(Text extract):
>>>

This is a continuation of the explanation behind Trigonometric Particles. Read up on part 1 if you haven’t done so.

Actually, there isn’t a clever coding construct I used to implement the axis functions. I just created a function that does a combination of polynomials and trigonometry functions. It looks something like this:

float function AxisFunction(float t, float p0, float p1, float p2, float p3, float p4, float p5, float p6)
{
float result = 0.0;
result += p0 + p1*t + p2*t*t + p3*t*t*t;
result += p4*sin(t) + p5*cos(t) + p6*tan(t);
return result;
}

The variable t is the time elapsed. The first part of the function is basically a cubic polynomial. The second part is a sum of the 3 standard trigonometric functions. Basically, I’m just passing in parameters which are the coefficients of the respective terms.

To simulate a sphere, since I can’t quite summon the mental energy to switch between my preferred Y-axis-pointing-skywards and the more widely known Z-axis-pointing-skywards coordinate system, I’ll just use the more famous version to illustrate. So the axes are:

x = r * sin(theta) * cos(phi)

y = r * sin(theta) * sin(phi)

z = r * cos(theta)

To calculate the X, Y, Z coordinates, I just use different combinations of AxisFunction(). So

x = AxisFunction(t, 0,0,0,0, r,0,0) * AxisFunction(t/2, 0,0,0,0, 0,1,0)

y = AxisFunction(t, 0,0,0,0, r,0,0) * AxisFunction(t/2, 0,0,0,0, 1,0,0)

z = AxisFunction(t, 0,0,0,0, 0,r,0)

I’m passing t/2 for a different-valued phi. I can’t remember the exact multiple of t I used… so I’m just using t/2 as an example. For the sphere simulation, I was playing around with t to get the particles to swirl and end roughly near the top of the sphere. Took me a while to figure out the right magic number…

To simulate a cylinder, just set polar coordinates on X and Y, then use Z as the height.

x = AxisFunction(t, 0,0,0,0, 0,r,0)

y = AxisFunction(t, 0,0,0,0, r,0,0)

z = AxisFunction(t, 0,H,0,0, 0,0,0)

where H corresponds to the speed value you want the particles to “climb” the cylinder. Again, much time taken to figure out the right magic number…

As for the tornado simulation, notice that it’s similar to that of a cylinder, and the particles circle with a wider radius as they climb the cylinder. So the radius is now a function of the height.

<<<

(Information shown):
>>>

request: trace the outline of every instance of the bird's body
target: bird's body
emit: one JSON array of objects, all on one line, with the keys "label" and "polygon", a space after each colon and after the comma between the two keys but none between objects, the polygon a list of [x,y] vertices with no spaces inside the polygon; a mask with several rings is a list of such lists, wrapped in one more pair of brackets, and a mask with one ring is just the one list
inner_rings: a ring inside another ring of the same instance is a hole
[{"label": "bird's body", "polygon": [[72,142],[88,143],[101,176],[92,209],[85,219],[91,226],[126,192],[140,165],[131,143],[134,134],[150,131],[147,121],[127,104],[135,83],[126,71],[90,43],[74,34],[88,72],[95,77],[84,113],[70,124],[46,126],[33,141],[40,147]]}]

<<<
>>>

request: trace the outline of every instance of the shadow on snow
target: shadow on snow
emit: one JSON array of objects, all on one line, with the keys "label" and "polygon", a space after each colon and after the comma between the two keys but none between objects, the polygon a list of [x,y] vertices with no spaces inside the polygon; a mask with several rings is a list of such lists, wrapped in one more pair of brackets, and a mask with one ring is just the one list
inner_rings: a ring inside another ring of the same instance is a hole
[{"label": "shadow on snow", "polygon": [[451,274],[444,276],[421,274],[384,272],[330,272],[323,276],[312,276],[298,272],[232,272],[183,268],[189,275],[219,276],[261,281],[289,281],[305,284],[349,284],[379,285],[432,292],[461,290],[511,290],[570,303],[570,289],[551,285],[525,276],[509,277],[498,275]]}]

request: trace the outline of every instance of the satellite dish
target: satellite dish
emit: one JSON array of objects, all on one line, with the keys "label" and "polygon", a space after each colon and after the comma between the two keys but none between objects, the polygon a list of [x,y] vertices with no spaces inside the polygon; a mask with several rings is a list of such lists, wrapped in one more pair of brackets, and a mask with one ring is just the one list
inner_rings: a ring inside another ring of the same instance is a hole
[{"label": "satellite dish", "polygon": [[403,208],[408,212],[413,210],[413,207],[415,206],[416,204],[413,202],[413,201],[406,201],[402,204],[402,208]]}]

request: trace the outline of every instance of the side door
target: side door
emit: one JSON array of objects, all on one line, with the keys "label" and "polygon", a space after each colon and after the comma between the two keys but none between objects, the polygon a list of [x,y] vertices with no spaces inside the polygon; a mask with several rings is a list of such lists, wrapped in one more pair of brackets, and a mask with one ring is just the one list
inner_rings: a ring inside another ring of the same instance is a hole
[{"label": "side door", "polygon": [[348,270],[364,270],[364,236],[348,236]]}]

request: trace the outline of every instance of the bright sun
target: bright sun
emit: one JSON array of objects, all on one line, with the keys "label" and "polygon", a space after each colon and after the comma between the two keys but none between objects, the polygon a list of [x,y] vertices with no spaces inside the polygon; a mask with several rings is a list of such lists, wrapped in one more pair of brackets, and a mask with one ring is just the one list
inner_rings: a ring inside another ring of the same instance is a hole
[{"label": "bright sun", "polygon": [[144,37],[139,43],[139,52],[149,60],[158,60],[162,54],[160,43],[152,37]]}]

<<<
>>>

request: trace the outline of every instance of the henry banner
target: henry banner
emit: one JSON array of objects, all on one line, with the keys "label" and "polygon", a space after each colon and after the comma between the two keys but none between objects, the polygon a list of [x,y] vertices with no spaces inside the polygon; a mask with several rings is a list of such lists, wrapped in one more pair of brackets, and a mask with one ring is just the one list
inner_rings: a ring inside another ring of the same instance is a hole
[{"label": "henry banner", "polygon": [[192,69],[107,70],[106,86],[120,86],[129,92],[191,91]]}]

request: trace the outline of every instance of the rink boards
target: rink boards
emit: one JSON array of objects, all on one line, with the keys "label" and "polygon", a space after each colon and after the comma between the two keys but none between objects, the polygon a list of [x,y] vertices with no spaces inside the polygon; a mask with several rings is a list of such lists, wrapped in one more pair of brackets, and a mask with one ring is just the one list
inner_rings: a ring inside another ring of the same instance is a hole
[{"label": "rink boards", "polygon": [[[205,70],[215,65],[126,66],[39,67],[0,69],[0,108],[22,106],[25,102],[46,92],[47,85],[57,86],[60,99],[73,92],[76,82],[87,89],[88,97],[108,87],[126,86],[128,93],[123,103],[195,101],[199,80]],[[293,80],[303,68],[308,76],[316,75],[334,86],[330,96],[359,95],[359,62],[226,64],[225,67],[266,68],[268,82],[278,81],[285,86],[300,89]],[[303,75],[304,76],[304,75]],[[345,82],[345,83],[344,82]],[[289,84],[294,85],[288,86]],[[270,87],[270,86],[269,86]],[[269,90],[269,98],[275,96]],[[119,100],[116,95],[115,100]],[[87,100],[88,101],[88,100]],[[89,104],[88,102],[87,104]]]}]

<<<

(Short task 1):
Reproduce the passage of the particle-simulation text from "Actually, there isn’t" up to and including "the respective terms.".
(Short task 2):
According to the particle-simulation text, what does the variable t in AxisFunction() represent?
(Short task 3):
Write the next part of the particle-simulation text, picking up after its final sentence.
The items above come from a different source than the particle-simulation text.

(Final result 1):
Actually, there isn’t a clever coding construct I used to implement the axis functions. I just created a function that does a combination of polynomials and trigonometry functions. It looks something like this:

float function AxisFunction(float t, float p0, float p1, float p2, float p3, float p4, float p5, float p6)
{
float result = 0.0;
result += p0 + p1*t + p2*t*t + p3*t*t*t;
result += p4*sin(t) + p5*cos(t) + p6*tan(t);
return result;
}

The variable t is the time elapsed. The first part of the function is basically a cubic polynomial. The second part is a sum of the 3 standard trigonometric functions. Basically, I’m just passing in parameters which are the coefficients of the respective terms.

(Final result 2):
The time elapsed.

(Final result 3):
Actually, we just need the radius to increase as t increases, not necessarily as a function of height. So we apply a linear function to r.

x = AF(t, 0,0,0,0, 0, r * AF(t, 0,L,0,0, 0,0,0), 0)

y = AF(t, 0,0,0,0, r * AF(t, 0,L,0,0, 0,0,0), 0,0)

z = AF(t, 0,H,0,0, 0,0,0)

where L is some magic number such that the radius increases in a reasonable manner proportionate to the time elapsed (and effectively proportionate to the height).

I have a confession to make. When I first introduced Trigonometric Particles, I said I used a W axis as well as composite functions. Well I truly remembered having a W axis, and I think I used it as such:

x = W * AF(…)

or maybe

x = AF( … W, …)

But I’m not using W in my explanations above. Hmm… somehow while writing the explanations, the W axis wasn’t required.

As for composite functions, a short description. H is a composite function when

H(x) = F(G(x))

meaning you calculate G(x) first, then calculate function F using G(x). That’s what we’re doing when we passed in one form of AxisFunction() to another AxisFunction() as a parameter.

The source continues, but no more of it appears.